(Dataset extracts labeled with boxes)
=-=-=-=-=
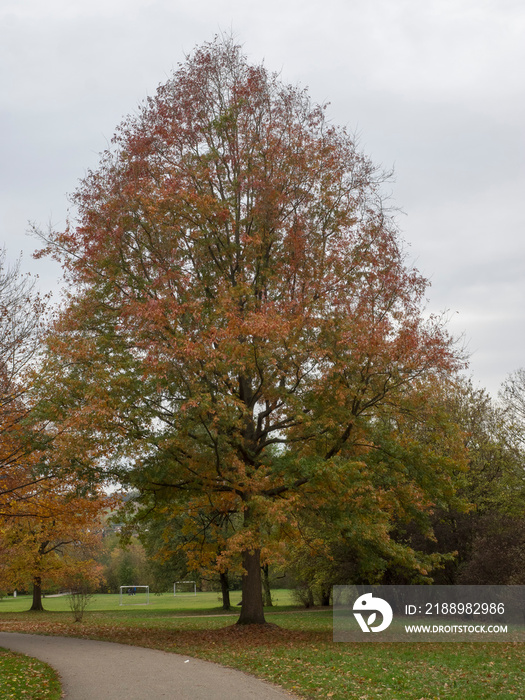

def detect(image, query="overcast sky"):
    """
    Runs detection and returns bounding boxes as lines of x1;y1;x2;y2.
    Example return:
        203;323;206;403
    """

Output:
0;0;525;394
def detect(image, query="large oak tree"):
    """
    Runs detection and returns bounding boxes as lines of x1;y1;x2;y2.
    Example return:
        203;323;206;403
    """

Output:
35;39;458;623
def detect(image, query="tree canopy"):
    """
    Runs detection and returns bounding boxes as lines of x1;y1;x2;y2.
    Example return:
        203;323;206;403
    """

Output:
35;39;460;623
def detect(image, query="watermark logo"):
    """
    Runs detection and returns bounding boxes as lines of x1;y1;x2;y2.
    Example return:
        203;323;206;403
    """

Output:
354;593;394;632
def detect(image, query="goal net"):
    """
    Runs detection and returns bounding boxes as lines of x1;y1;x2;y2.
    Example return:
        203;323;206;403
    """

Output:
120;586;149;605
173;581;197;596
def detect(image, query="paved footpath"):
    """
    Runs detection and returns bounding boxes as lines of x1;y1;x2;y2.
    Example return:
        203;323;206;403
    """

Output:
0;632;294;700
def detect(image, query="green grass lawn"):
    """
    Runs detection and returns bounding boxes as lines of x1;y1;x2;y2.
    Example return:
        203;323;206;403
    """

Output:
0;649;62;700
0;591;525;700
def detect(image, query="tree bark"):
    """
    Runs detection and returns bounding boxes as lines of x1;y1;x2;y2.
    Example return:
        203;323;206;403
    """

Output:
219;571;231;610
29;576;44;612
262;564;273;608
237;549;266;625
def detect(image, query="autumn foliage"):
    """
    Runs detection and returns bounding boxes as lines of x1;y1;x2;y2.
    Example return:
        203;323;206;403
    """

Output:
35;40;459;622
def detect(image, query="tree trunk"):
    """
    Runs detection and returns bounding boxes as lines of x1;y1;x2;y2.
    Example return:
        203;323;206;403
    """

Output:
237;549;266;625
262;564;273;608
219;571;231;610
321;586;330;606
29;576;44;612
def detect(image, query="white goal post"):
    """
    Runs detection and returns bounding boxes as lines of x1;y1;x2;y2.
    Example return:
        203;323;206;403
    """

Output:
120;586;149;605
173;581;197;595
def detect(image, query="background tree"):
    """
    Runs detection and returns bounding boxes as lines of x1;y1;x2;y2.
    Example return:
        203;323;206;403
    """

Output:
398;380;525;585
0;482;112;610
35;35;459;623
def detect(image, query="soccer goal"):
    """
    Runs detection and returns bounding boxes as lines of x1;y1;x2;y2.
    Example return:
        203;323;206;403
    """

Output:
173;581;197;595
120;586;149;605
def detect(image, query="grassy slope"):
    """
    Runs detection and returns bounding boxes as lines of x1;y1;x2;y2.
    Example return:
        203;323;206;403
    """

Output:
0;592;525;700
0;649;62;700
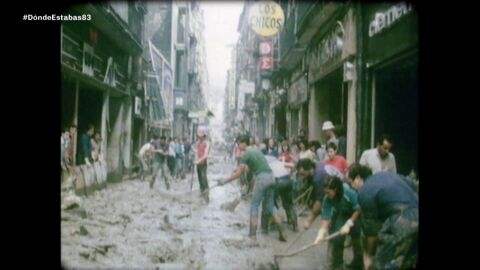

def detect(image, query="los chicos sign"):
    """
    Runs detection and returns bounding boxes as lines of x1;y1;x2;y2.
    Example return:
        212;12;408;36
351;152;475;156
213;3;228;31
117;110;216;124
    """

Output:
248;1;285;37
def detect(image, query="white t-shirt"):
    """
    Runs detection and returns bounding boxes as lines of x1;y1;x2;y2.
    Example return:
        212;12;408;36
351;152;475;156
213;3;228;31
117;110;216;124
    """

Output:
359;148;397;173
265;155;290;178
138;142;152;157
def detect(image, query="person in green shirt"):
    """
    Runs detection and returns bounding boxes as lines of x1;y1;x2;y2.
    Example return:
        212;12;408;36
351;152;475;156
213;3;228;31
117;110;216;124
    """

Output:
315;176;363;270
219;136;286;241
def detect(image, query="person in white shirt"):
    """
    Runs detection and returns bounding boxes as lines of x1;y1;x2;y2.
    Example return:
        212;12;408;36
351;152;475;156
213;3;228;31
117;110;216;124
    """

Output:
359;134;397;173
138;140;154;181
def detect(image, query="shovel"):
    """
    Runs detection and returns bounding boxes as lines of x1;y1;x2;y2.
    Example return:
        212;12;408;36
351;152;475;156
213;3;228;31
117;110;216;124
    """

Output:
273;231;340;269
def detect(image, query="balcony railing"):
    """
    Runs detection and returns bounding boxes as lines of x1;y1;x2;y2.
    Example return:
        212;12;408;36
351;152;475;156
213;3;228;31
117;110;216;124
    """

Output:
61;27;127;90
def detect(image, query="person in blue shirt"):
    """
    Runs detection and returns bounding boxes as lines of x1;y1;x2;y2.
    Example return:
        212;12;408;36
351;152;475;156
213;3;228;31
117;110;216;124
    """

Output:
348;163;418;270
315;175;362;270
296;158;342;230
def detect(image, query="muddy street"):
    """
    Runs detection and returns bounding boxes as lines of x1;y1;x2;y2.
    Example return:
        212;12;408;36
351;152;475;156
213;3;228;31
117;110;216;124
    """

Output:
61;149;350;269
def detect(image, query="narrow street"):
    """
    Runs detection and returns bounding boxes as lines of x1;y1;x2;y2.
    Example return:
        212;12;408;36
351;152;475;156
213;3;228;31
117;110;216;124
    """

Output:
62;149;350;269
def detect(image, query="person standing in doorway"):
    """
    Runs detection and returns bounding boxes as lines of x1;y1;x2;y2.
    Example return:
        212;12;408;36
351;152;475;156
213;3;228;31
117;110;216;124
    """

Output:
359;134;397;173
138;137;154;181
195;127;210;202
325;143;348;174
90;131;103;161
60;128;71;170
167;138;176;179
64;125;77;166
322;121;338;147
175;137;185;180
335;125;347;158
82;125;95;165
150;135;170;190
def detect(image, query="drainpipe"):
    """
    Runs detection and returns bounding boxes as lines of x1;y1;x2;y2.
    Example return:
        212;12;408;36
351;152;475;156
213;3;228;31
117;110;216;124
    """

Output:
355;2;369;160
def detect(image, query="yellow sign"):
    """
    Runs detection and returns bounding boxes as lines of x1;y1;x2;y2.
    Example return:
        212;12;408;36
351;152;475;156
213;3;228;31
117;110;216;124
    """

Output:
248;1;285;36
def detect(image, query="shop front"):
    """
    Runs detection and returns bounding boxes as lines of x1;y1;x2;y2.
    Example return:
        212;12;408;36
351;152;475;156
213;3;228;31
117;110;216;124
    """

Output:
360;3;418;175
287;64;308;140
307;5;357;162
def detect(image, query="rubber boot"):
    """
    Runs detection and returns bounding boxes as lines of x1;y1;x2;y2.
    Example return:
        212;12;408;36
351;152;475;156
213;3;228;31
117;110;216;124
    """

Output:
347;237;363;270
273;215;287;242
287;209;298;232
150;176;155;189
165;177;170;190
248;217;258;240
260;211;270;234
=-=-=-=-=
### Directions
Count the lines of the records above that contain the string "shirt", treating case as significant. Give only the number.

### Correct output
4